● What you will do
Filter the records for lines holding the string "metal".

::: Records shown

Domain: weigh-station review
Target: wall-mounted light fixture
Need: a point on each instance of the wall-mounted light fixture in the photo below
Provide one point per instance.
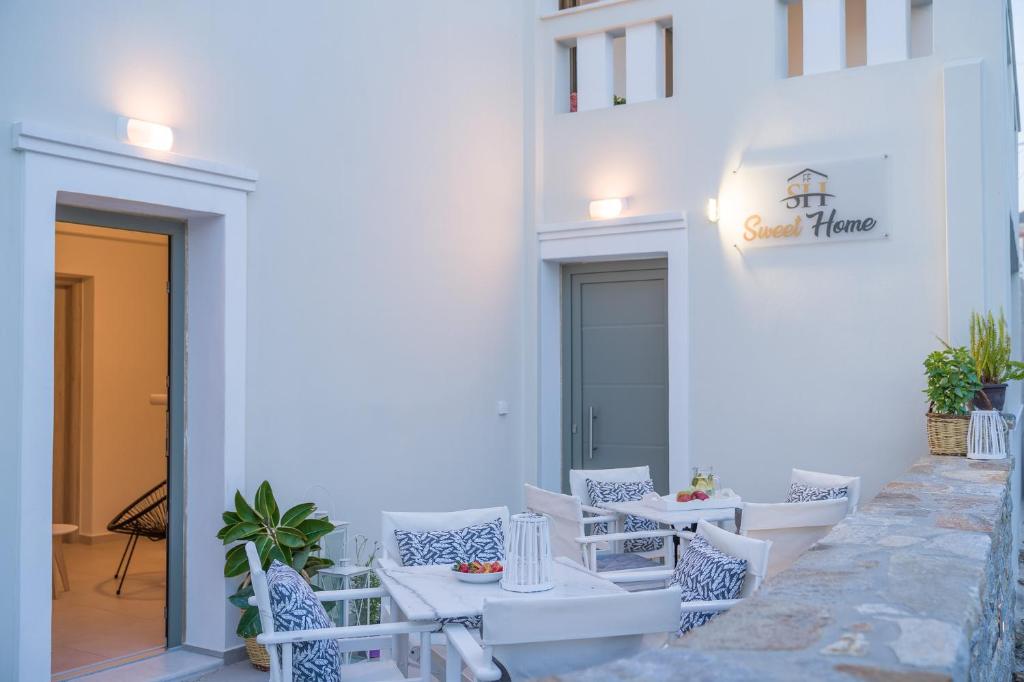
(712, 210)
(145, 133)
(604, 209)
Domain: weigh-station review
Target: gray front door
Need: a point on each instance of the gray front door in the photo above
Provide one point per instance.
(615, 368)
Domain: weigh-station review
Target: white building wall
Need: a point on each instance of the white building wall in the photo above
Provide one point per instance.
(811, 355)
(385, 236)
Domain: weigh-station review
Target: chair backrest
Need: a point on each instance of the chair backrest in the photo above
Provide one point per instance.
(756, 552)
(391, 521)
(564, 514)
(578, 479)
(538, 637)
(793, 527)
(817, 479)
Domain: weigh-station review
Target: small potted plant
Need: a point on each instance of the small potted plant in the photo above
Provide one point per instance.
(990, 348)
(952, 382)
(290, 538)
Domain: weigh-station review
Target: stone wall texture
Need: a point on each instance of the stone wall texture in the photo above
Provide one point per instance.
(916, 586)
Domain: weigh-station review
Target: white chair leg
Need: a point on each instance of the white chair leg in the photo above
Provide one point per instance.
(286, 662)
(426, 656)
(453, 666)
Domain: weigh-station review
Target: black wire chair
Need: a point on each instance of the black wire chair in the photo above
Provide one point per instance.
(146, 517)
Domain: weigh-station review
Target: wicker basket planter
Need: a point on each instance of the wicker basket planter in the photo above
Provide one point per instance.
(947, 434)
(258, 655)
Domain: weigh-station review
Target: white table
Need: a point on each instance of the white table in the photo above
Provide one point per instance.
(428, 593)
(677, 519)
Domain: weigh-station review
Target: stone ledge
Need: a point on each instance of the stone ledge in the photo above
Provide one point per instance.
(916, 586)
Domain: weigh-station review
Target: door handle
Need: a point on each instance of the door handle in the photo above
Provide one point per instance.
(591, 443)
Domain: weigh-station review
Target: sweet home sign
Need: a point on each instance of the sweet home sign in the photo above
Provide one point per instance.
(810, 204)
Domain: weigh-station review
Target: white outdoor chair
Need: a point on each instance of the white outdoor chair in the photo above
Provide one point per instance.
(569, 539)
(537, 637)
(755, 551)
(349, 638)
(792, 526)
(421, 521)
(578, 487)
(816, 479)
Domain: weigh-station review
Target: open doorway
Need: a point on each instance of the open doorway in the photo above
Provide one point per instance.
(118, 430)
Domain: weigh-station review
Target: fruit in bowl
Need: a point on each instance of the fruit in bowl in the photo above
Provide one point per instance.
(478, 567)
(691, 495)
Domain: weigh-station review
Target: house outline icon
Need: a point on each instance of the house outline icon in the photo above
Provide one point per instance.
(804, 199)
(808, 171)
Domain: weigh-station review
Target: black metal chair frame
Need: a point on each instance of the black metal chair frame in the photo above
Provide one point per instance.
(145, 517)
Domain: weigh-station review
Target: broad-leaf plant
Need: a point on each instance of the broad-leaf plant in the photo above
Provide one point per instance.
(290, 538)
(952, 380)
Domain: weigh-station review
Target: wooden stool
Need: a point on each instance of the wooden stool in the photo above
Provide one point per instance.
(59, 530)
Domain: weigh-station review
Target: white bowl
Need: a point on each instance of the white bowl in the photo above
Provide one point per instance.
(478, 578)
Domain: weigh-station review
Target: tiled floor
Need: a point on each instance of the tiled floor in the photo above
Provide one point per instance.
(91, 624)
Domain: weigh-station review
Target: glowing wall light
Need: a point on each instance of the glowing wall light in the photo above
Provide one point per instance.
(603, 209)
(145, 133)
(712, 210)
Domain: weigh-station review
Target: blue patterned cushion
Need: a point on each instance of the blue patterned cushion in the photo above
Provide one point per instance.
(706, 573)
(626, 492)
(296, 607)
(484, 542)
(804, 493)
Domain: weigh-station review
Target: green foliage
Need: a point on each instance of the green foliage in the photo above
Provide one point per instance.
(952, 380)
(290, 538)
(990, 348)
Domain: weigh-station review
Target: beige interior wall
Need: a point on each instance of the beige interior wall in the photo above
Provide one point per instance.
(856, 33)
(128, 308)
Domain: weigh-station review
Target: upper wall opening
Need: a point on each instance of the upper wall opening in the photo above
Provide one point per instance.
(828, 35)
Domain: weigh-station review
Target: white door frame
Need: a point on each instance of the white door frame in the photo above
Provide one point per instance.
(660, 236)
(113, 176)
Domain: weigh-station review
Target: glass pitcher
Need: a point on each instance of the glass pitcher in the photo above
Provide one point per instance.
(704, 479)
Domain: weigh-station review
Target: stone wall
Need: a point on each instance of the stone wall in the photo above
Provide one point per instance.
(918, 586)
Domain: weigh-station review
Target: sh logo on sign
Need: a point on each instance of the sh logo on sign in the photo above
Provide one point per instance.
(807, 194)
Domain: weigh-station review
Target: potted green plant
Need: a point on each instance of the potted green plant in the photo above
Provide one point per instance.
(952, 382)
(290, 538)
(990, 348)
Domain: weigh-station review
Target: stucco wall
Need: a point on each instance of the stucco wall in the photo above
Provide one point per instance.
(385, 236)
(813, 353)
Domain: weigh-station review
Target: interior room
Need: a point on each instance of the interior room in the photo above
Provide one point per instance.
(110, 462)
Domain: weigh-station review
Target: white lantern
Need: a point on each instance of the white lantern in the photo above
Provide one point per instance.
(527, 554)
(986, 436)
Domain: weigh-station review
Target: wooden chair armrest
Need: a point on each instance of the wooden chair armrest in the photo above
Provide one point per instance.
(350, 632)
(343, 595)
(714, 606)
(614, 537)
(477, 658)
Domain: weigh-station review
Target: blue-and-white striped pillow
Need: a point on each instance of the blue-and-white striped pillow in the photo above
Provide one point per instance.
(483, 542)
(804, 493)
(706, 573)
(296, 607)
(626, 492)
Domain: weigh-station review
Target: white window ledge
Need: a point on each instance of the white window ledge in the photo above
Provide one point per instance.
(583, 8)
(621, 225)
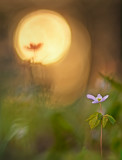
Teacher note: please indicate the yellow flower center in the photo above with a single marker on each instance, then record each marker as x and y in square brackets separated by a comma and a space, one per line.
[99, 99]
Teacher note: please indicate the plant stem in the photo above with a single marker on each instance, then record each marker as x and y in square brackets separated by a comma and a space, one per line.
[101, 132]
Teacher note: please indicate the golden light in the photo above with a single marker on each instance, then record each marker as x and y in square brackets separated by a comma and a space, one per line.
[42, 37]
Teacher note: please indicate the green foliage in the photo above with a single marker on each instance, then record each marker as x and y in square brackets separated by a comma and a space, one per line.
[113, 83]
[110, 118]
[94, 120]
[97, 117]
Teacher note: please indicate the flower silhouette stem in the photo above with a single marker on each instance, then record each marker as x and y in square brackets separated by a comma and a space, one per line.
[101, 132]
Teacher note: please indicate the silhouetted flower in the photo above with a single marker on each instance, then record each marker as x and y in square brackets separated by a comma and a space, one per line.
[97, 99]
[33, 46]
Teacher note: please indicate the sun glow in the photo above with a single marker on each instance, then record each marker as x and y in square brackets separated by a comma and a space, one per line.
[42, 37]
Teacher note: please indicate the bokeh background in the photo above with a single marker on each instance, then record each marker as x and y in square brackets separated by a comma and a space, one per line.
[43, 108]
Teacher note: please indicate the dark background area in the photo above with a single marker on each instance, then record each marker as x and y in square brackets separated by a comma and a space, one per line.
[29, 127]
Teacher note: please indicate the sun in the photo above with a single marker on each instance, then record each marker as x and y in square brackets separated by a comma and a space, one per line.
[42, 37]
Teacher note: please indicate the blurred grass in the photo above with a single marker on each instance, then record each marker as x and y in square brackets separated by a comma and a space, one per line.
[32, 128]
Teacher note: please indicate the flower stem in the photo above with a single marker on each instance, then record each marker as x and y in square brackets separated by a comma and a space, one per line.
[101, 132]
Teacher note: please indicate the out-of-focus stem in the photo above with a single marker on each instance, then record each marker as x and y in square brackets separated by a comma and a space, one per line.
[101, 132]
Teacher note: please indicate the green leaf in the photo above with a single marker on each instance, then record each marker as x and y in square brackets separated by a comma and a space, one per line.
[104, 121]
[94, 122]
[110, 118]
[92, 116]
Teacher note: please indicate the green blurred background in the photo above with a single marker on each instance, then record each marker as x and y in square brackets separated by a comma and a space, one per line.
[35, 128]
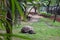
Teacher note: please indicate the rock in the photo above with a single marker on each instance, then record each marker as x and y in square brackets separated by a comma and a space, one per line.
[27, 29]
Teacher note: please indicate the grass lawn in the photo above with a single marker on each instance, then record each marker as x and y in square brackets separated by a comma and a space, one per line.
[45, 30]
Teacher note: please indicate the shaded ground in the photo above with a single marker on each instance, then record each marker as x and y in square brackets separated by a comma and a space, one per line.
[45, 29]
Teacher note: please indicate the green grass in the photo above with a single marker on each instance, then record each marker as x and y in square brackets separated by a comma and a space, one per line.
[45, 30]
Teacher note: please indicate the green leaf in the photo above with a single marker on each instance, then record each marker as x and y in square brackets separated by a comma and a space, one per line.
[13, 9]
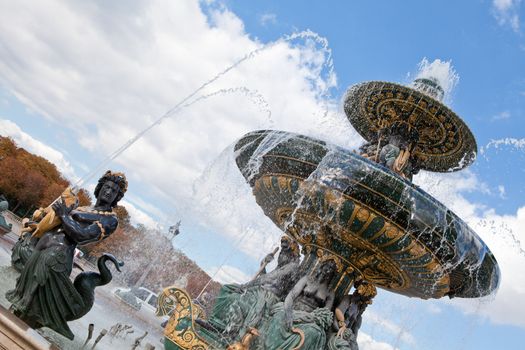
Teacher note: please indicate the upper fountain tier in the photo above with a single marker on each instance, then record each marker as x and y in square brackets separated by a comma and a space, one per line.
[440, 140]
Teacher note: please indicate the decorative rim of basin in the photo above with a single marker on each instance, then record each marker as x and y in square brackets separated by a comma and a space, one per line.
[445, 141]
[393, 233]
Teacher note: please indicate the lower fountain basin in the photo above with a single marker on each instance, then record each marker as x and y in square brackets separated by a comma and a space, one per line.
[386, 229]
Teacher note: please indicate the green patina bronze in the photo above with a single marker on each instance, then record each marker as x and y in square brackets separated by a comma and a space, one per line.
[360, 222]
[4, 226]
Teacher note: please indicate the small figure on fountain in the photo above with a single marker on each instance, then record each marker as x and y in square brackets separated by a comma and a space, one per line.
[44, 295]
[4, 226]
[302, 320]
[242, 307]
[348, 316]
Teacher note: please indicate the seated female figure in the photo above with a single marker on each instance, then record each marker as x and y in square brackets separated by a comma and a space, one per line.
[348, 317]
[240, 307]
[305, 316]
[44, 295]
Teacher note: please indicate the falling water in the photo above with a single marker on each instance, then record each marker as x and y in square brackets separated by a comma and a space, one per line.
[187, 100]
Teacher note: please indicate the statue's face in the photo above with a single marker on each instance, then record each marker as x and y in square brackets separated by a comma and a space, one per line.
[108, 193]
[285, 244]
[326, 270]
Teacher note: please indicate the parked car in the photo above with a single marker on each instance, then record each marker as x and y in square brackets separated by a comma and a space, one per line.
[138, 298]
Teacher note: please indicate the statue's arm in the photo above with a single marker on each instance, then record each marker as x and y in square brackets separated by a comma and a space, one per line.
[290, 298]
[339, 312]
[357, 325]
[85, 233]
[330, 301]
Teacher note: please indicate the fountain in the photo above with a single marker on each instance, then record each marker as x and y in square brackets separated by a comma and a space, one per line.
[4, 226]
[360, 221]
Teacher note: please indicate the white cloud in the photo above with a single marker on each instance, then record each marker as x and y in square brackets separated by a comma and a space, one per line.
[506, 13]
[390, 327]
[443, 71]
[108, 72]
[433, 308]
[139, 216]
[502, 235]
[501, 116]
[228, 274]
[267, 18]
[518, 144]
[24, 140]
[366, 342]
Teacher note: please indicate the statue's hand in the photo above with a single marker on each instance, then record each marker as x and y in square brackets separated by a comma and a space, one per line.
[61, 209]
[267, 259]
[288, 319]
[238, 288]
[341, 331]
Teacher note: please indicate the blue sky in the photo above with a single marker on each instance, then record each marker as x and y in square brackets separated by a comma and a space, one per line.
[75, 89]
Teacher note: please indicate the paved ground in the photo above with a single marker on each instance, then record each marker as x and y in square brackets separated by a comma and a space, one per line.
[106, 312]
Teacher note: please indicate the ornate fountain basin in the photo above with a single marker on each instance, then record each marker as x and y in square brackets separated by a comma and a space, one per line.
[383, 227]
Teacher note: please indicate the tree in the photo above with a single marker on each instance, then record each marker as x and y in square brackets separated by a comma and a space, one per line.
[29, 181]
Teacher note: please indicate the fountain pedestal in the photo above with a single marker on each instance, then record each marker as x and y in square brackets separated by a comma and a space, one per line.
[16, 335]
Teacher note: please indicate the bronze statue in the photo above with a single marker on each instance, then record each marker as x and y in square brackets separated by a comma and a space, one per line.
[242, 307]
[348, 317]
[44, 295]
[4, 226]
[305, 316]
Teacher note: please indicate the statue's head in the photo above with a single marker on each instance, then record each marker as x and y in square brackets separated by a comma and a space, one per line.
[326, 270]
[290, 246]
[111, 188]
[365, 291]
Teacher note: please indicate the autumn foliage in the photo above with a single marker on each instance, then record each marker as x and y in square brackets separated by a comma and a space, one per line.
[29, 181]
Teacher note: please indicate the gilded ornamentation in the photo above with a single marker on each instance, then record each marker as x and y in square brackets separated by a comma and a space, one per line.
[445, 141]
[181, 327]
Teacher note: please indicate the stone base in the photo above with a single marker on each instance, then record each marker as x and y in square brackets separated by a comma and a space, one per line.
[16, 335]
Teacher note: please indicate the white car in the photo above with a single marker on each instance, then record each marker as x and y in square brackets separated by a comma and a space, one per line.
[138, 298]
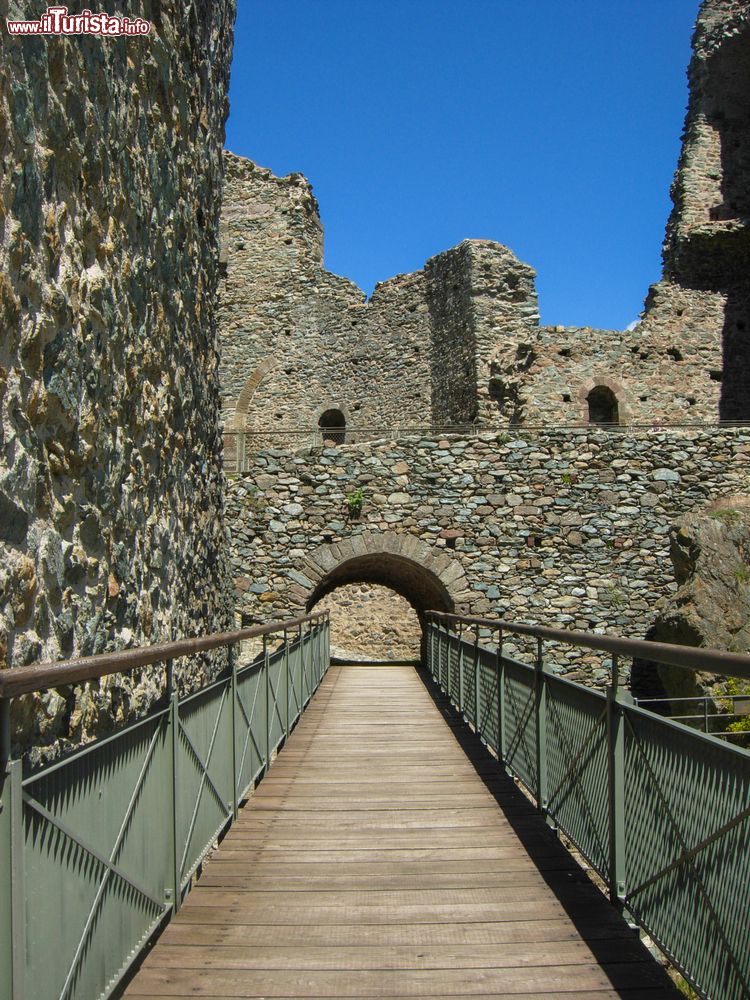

::::::

● Solution to this problem
Target: black metal chair frame
Need: a point on each instance of the black metal chair frame in the photo above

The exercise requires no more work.